* Your task *
All records should be written out again exactly.

* Data extracts *

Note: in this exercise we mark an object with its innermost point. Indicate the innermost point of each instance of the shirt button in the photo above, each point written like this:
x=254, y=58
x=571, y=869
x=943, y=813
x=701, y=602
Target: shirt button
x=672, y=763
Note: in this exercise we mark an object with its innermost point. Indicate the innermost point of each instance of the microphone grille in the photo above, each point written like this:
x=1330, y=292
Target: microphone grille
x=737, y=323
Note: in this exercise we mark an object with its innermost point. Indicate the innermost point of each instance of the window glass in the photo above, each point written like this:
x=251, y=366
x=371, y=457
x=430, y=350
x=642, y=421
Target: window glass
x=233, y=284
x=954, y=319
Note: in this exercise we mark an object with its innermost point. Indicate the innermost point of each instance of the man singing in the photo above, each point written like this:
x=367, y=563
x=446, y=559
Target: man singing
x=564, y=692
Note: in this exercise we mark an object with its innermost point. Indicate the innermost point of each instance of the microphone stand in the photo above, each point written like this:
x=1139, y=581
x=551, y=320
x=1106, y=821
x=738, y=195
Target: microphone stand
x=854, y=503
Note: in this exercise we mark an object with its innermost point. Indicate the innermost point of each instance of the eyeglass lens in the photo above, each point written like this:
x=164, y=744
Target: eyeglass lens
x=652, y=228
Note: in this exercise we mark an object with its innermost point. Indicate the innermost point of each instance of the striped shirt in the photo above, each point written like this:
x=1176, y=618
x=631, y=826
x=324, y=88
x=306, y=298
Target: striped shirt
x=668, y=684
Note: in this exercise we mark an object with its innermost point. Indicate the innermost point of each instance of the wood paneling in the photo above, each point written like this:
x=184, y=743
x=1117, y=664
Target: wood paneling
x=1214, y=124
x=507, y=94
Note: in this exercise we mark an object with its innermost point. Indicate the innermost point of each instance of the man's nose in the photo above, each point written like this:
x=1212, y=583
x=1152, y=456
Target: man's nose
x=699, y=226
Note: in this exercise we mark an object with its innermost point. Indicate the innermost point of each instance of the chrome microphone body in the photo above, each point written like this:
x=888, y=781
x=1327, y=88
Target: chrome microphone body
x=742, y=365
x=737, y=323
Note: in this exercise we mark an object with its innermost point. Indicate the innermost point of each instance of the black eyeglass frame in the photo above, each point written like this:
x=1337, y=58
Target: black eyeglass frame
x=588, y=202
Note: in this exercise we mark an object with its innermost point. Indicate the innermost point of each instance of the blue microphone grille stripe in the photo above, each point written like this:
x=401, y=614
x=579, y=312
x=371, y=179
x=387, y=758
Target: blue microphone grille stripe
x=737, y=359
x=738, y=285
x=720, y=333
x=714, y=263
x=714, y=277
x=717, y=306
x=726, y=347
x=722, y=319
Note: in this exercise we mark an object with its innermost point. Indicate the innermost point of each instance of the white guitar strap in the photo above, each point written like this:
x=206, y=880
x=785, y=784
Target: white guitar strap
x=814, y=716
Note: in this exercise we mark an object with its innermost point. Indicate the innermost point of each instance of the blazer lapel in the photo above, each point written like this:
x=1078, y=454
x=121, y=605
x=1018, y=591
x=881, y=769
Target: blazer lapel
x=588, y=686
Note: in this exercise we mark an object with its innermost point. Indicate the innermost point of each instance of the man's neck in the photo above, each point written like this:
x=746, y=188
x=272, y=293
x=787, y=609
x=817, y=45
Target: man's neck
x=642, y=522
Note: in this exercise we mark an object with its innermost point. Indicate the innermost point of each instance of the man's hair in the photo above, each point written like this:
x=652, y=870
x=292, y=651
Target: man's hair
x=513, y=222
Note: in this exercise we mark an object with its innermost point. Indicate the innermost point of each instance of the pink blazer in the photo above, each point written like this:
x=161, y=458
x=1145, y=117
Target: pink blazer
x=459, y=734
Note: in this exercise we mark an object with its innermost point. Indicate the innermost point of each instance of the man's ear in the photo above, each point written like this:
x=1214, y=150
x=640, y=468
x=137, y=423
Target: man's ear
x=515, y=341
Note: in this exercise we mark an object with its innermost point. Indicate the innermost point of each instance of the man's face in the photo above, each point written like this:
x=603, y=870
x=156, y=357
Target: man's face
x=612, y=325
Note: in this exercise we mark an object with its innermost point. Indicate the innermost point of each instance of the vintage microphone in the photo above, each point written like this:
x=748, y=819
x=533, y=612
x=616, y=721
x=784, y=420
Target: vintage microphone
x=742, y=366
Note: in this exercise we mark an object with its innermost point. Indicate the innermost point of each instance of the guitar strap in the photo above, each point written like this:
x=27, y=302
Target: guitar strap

* Task output *
Note: in this exercise we mark an object with its innermost point. Indicate the innermost point of each instance of the shirt button in the photo above, each point written like this:
x=254, y=58
x=571, y=869
x=943, y=813
x=701, y=602
Target: shirt button
x=672, y=763
Note: in this exercise we mark an object with its innermost point. Indicate the innermost point of each instance of the microphone grille in the photo above, each point written like this:
x=1330, y=292
Target: microphone grille
x=737, y=323
Note: in this exercise we mark an object with its innermost point. Indicate the innermost point of each instance of the window glass in the photo above, each point written like this:
x=251, y=366
x=371, y=457
x=430, y=350
x=642, y=421
Target: window glass
x=233, y=284
x=954, y=319
Note: in this exercise we mark an object with its innermost point. Indicate the innermost point of each instance of the man singing in the photo above, each point written like this:
x=367, y=563
x=446, y=559
Target: man singing
x=564, y=692
Note: in this exercise we mark an object with its innermost point. Indicate the innermost point of each instance of the microphone stand in the photo above, each point written like this:
x=1139, y=581
x=551, y=320
x=1106, y=821
x=738, y=195
Target: microphone stand
x=854, y=503
Note: in this exercise we mark an object with its innermost point. Indicate the innermost point of each instance of the eyeglass lens in the photo above, each point written like this:
x=164, y=744
Target: eyeglass lens
x=652, y=228
Note: in this exercise we mark an object with its innermost point. Indicate the innermost point of each instance of the striped shirt in the photo above, each point written like this:
x=1176, y=618
x=631, y=826
x=324, y=88
x=306, y=298
Target: striped shirt
x=668, y=684
Note: in this exercise we mark an object with its innermost point. Indicate the innermost point of each instance of the wood paneling in the photo above, each point written like this:
x=184, y=743
x=1117, y=664
Target: wood paneling
x=1214, y=124
x=507, y=94
Note: in this exercise we mark an object with its innermost point. Indicate the innermost point of each instance of the man's nose in the photo above, each point written like this:
x=1212, y=583
x=1152, y=456
Target: man's nose
x=699, y=226
Note: in this exercise we mark an object with its innermost point. Indicate the innermost point of each instance of the chrome microphone body in the photo above, each point written like this:
x=888, y=781
x=1327, y=88
Target: chrome microphone body
x=742, y=365
x=737, y=323
Note: in this exercise we mark an object with its innermost point. Indicate the innermost point of each instance of the black eyeglass frame in the photo above, each point written like this:
x=1337, y=58
Target: black eyeglass frame
x=588, y=202
Note: in this exercise we mark an object with its innermost point. Indicate the innermost point of each instance of the blue microphone grille stripe in the photo above, each point written like this:
x=401, y=614
x=579, y=312
x=371, y=179
x=387, y=758
Target: blue microphone grille stripe
x=737, y=359
x=738, y=285
x=720, y=333
x=714, y=263
x=714, y=277
x=717, y=306
x=726, y=347
x=722, y=319
Note: in this exercise we mark an object with its innermost point. Indicate the innermost point of each instance of the white guitar strap in the photo above, each point written like this:
x=206, y=880
x=785, y=784
Target: white guitar strap
x=814, y=716
Note: in this exercise we mark an object with its innermost point. Indicate the innermost point of each instance of the blazer lapel in the photo above, each point written like this:
x=1078, y=454
x=121, y=605
x=1018, y=591
x=881, y=769
Target: blazer lapel
x=588, y=686
Note: in this exercise we mark an object with its innermost point. Indicate the innermost point of each instance of the man's neck in the photo above, each point written like this:
x=746, y=188
x=272, y=293
x=787, y=609
x=817, y=45
Target: man's neck
x=642, y=522
Note: in this exercise we mark an object with its innermost point. Indicate the innermost point of each instance of the man's hair in the photo above, each point written like this:
x=652, y=870
x=292, y=651
Target: man's hair
x=513, y=222
Note: in this exercise we mark an object with its innermost point. Indicate the innermost point of each instance of the pink blazer in the photo above, each point written like this:
x=161, y=458
x=1145, y=117
Target: pink blazer
x=459, y=734
Note: in this exercise we mark an object with its innermost point. Indicate the innermost point of each instance of the man's ear in the photo above, each point written like this:
x=1214, y=150
x=640, y=468
x=137, y=423
Target: man's ear
x=515, y=341
Note: in this exercise we mark an object with its innermost point. Indicate the innermost point of each instance of the man's face in the photo above, each point written like this:
x=603, y=870
x=156, y=357
Target: man's face
x=612, y=325
Note: in this exercise we mark an object with its innermost point. Indicate the innermost point of each instance of the vintage microphone in the photo above, each point written like this:
x=748, y=819
x=533, y=612
x=616, y=721
x=784, y=420
Target: vintage microphone
x=742, y=366
Note: in this exercise we mark an object with its innermost point. Indicate the innermost point of each instance of the guitar strap in the photo above, each point written like this:
x=27, y=302
Target: guitar strap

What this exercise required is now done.